> WRITTEN REQUEST
Please find each line below that contains the word "smiling" and copy those lines out.

──────── LISTED RECORDS ────────

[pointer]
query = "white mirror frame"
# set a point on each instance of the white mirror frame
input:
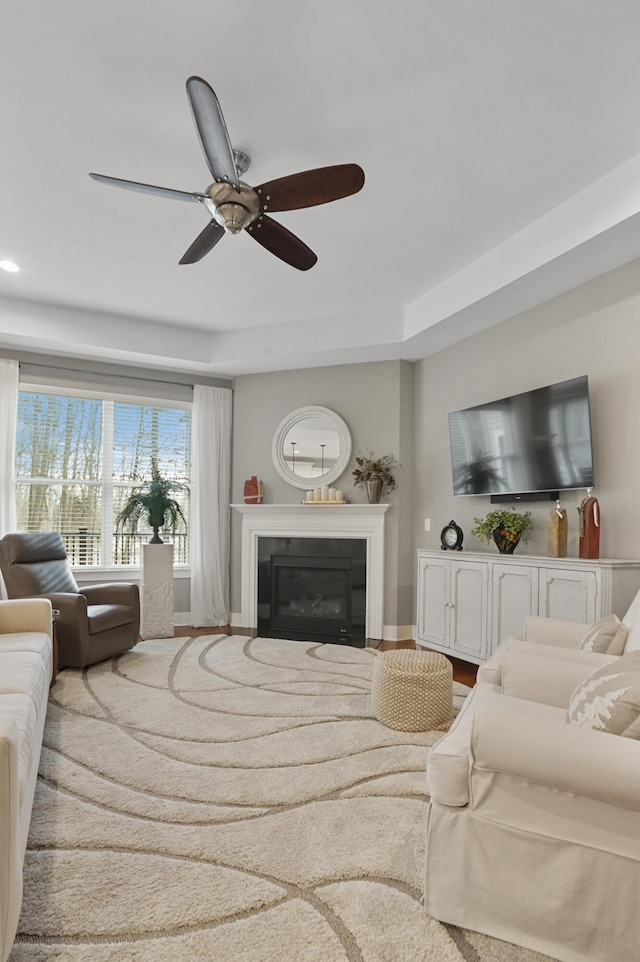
(336, 424)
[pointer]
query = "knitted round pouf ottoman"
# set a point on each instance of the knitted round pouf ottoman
(412, 691)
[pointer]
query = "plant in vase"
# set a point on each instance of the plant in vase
(506, 528)
(153, 499)
(375, 474)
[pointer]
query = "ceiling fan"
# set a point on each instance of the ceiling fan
(236, 206)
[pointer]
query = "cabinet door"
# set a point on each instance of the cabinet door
(467, 605)
(568, 594)
(514, 596)
(432, 597)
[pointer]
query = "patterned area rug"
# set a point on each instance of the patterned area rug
(231, 800)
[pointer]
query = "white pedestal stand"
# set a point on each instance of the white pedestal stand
(156, 596)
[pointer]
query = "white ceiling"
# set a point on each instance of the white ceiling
(500, 141)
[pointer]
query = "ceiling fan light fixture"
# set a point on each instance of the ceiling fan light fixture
(233, 217)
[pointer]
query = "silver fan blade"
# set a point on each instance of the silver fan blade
(203, 243)
(149, 188)
(212, 131)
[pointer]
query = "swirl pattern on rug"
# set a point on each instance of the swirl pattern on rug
(225, 798)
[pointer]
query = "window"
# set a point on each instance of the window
(79, 457)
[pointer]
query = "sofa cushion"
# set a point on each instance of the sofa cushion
(448, 760)
(20, 709)
(104, 617)
(609, 699)
(35, 641)
(608, 636)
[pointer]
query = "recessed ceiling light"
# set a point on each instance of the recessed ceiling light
(10, 266)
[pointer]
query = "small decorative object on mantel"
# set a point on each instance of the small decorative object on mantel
(324, 495)
(374, 474)
(451, 537)
(253, 491)
(153, 499)
(589, 527)
(506, 528)
(558, 532)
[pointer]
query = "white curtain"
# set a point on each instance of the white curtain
(210, 500)
(9, 379)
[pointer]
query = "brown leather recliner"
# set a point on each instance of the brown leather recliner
(95, 622)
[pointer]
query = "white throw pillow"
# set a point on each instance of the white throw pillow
(608, 637)
(609, 699)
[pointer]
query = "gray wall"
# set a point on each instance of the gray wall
(376, 402)
(594, 330)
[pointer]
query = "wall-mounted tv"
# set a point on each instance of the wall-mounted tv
(538, 441)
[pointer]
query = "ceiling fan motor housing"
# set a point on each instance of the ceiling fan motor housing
(234, 210)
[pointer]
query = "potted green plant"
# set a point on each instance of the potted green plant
(506, 527)
(375, 474)
(153, 499)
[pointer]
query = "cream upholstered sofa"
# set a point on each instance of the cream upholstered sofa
(533, 832)
(561, 639)
(26, 662)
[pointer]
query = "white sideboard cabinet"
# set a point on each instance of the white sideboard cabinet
(469, 602)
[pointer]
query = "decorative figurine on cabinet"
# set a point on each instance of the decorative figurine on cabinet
(589, 531)
(558, 532)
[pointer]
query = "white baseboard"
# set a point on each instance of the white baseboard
(398, 632)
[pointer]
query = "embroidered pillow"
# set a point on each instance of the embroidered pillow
(607, 636)
(609, 699)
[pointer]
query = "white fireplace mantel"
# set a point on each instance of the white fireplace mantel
(364, 521)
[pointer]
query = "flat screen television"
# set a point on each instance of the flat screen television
(530, 443)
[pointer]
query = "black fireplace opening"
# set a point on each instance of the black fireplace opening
(312, 589)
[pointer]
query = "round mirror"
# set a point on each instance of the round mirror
(312, 446)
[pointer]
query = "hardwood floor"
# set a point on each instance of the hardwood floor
(463, 671)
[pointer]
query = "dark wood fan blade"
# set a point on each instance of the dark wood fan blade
(149, 188)
(281, 242)
(311, 187)
(212, 130)
(203, 243)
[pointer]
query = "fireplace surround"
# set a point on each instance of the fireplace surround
(348, 521)
(312, 589)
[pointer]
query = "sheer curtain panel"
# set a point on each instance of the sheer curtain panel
(210, 500)
(9, 378)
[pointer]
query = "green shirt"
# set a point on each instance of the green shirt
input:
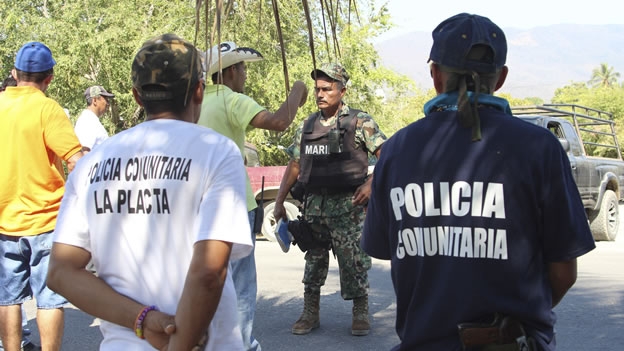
(229, 113)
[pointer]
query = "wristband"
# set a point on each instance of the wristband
(138, 323)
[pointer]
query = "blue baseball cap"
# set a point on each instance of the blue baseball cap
(34, 57)
(454, 38)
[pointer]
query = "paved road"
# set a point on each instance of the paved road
(591, 316)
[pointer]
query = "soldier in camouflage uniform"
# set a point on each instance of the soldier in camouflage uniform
(330, 157)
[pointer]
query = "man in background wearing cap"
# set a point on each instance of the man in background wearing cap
(35, 130)
(89, 129)
(329, 157)
(26, 344)
(153, 207)
(227, 110)
(477, 222)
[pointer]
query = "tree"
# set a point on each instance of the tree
(604, 76)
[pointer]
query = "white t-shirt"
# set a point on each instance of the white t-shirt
(141, 200)
(89, 129)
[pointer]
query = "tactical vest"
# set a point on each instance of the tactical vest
(329, 161)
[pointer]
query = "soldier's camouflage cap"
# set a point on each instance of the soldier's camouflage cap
(164, 67)
(333, 70)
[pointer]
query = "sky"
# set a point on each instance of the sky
(425, 15)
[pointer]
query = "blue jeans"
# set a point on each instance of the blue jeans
(23, 271)
(246, 285)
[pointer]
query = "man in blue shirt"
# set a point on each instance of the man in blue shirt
(477, 222)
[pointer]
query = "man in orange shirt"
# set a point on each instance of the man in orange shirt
(35, 131)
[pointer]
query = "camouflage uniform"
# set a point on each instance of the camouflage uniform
(336, 217)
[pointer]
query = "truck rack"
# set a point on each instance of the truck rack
(595, 128)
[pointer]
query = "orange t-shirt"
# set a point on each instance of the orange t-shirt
(34, 130)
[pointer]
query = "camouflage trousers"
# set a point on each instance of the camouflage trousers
(345, 232)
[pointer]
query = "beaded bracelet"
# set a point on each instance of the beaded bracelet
(138, 323)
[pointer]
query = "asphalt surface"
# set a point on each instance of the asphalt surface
(590, 317)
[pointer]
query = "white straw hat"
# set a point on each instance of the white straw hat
(230, 55)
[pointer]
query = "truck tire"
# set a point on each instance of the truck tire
(605, 222)
(269, 223)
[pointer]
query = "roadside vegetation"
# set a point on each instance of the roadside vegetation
(94, 41)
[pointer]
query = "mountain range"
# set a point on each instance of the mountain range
(540, 59)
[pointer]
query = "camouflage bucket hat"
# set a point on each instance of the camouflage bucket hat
(333, 70)
(164, 67)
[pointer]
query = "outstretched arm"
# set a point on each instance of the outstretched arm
(283, 117)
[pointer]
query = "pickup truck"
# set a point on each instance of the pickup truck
(588, 136)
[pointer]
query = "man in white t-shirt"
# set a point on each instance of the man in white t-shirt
(153, 207)
(89, 129)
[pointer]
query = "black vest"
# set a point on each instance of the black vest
(329, 160)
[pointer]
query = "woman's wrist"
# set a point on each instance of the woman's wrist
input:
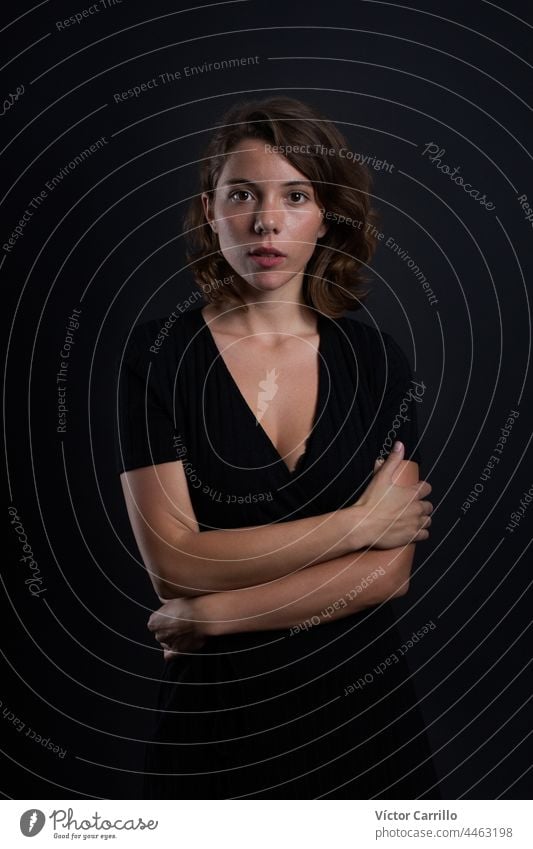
(356, 527)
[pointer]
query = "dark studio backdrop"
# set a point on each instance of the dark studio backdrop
(428, 92)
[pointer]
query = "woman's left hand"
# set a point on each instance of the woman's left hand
(174, 627)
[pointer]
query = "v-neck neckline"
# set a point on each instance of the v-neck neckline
(258, 427)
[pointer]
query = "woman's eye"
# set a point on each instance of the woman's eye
(298, 197)
(240, 192)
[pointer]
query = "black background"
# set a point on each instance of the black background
(79, 666)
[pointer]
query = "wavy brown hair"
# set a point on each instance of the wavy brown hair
(334, 280)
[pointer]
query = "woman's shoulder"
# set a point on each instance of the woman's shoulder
(377, 351)
(367, 338)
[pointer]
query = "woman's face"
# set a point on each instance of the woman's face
(262, 204)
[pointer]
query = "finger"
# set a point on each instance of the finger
(378, 464)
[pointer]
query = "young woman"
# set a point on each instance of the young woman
(254, 428)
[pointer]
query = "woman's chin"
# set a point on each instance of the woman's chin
(268, 281)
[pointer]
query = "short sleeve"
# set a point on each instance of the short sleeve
(145, 417)
(398, 398)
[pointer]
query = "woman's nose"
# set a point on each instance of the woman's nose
(267, 221)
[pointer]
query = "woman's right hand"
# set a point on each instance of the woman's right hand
(393, 514)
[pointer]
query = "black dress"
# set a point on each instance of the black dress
(278, 713)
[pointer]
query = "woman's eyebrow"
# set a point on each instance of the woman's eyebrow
(235, 180)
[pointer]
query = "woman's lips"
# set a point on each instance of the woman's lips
(266, 261)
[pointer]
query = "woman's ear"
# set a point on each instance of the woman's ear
(207, 204)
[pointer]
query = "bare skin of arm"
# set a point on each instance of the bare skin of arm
(183, 562)
(329, 591)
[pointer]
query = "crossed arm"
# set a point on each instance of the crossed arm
(259, 578)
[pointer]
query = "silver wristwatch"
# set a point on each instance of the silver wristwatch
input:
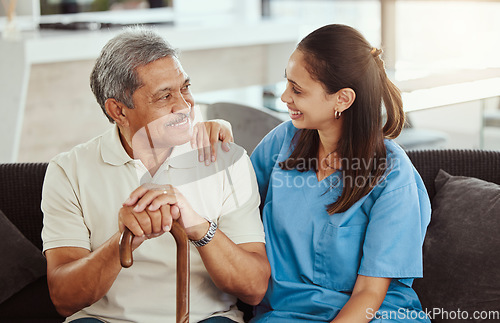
(208, 236)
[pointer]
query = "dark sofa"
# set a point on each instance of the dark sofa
(20, 193)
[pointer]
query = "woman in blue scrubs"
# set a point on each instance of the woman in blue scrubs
(344, 210)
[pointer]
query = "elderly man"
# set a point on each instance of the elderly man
(119, 180)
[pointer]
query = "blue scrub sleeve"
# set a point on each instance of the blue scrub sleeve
(395, 234)
(265, 156)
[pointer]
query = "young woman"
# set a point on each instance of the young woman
(344, 210)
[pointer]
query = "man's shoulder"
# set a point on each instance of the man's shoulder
(81, 152)
(235, 153)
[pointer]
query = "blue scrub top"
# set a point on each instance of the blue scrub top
(315, 257)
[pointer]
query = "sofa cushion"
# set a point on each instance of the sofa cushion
(462, 247)
(22, 262)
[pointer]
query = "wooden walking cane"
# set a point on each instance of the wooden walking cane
(182, 287)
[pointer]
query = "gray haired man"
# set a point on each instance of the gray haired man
(95, 190)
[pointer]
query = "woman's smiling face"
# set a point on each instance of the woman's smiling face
(309, 105)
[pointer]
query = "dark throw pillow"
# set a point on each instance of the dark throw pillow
(22, 262)
(462, 248)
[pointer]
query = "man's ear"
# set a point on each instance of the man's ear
(344, 99)
(117, 111)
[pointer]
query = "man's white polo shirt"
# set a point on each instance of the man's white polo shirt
(84, 190)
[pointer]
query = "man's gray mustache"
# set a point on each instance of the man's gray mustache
(178, 118)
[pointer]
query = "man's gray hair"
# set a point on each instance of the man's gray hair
(114, 74)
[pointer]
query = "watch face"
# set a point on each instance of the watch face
(208, 236)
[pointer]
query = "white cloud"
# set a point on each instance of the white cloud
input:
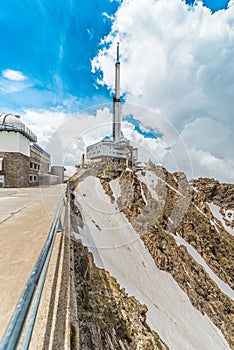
(14, 75)
(178, 61)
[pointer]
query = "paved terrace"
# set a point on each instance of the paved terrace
(26, 215)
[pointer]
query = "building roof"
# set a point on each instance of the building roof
(10, 122)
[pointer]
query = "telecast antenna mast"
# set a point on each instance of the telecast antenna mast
(116, 101)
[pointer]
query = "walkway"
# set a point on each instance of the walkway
(26, 215)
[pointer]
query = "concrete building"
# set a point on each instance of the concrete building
(118, 149)
(23, 162)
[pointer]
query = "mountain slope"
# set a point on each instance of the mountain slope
(119, 219)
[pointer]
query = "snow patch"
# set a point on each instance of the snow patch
(115, 187)
(215, 210)
(224, 287)
(117, 248)
(150, 179)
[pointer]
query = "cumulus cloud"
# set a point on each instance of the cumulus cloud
(13, 75)
(178, 60)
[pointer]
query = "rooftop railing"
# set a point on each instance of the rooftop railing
(32, 291)
(21, 128)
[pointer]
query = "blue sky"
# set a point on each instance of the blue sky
(51, 43)
(57, 58)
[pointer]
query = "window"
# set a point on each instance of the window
(1, 164)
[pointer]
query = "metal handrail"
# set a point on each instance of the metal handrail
(21, 128)
(15, 327)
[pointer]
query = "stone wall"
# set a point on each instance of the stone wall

────────

> RESULT FOR THIS EXERCISE
query = "woman's smiling face"
# set a point on each instance of the woman's smiling face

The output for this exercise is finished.